Aim: From the text on Thamel below, reproduce the passage from "Thamel () is" up to and including "hundreds of pedestrians.", swapping "trekking gear" for "hiking gear".

Given text:
- - -

Thamel () is a commercial neighborhood located in Kathmandu, the capital of Nepal. Thamel has been the centre of the tourist industry in Kathmandu for over four decades, starting from the hippie days, when many artists came to Nepal and spent weeks in Thamel. It is considered as the hotspot for tourism inside the Kathmandu valley.

Thamel is known by its narrow alleys crowded with various shops and vendors. Commonly sold goods include food, fresh vegetables/fruits, pastries, trekking gear, walking gear, music, DVDs, handicrafts, souvenirs, woolen items and clothes. Travel agencies, small grocery stores, budget hotels, restaurants, pubs and clubs also line the streets. Cars, cycle rickshaws, two-wheelers and taxis ply these narrow streets alongside hundreds of pedestrians.

- - -

Given information:
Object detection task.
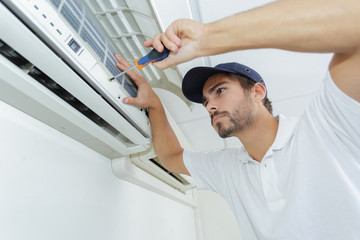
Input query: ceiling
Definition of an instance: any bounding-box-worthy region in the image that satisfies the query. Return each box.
[153,0,331,151]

- - -

Exercise solution:
Thamel () is a commercial neighborhood located in Kathmandu, the capital of Nepal. Thamel has been the centre of the tourist industry in Kathmandu for over four decades, starting from the hippie days, when many artists came to Nepal and spent weeks in Thamel. It is considered as the hotspot for tourism inside the Kathmandu valley.

Thamel is known by its narrow alleys crowded with various shops and vendors. Commonly sold goods include food, fresh vegetables/fruits, pastries, hiking gear, walking gear, music, DVDs, handicrafts, souvenirs, woolen items and clothes. Travel agencies, small grocery stores, budget hotels, restaurants, pubs and clubs also line the streets. Cars, cycle rickshaws, two-wheelers and taxis ply these narrow streets alongside hundreds of pedestrians.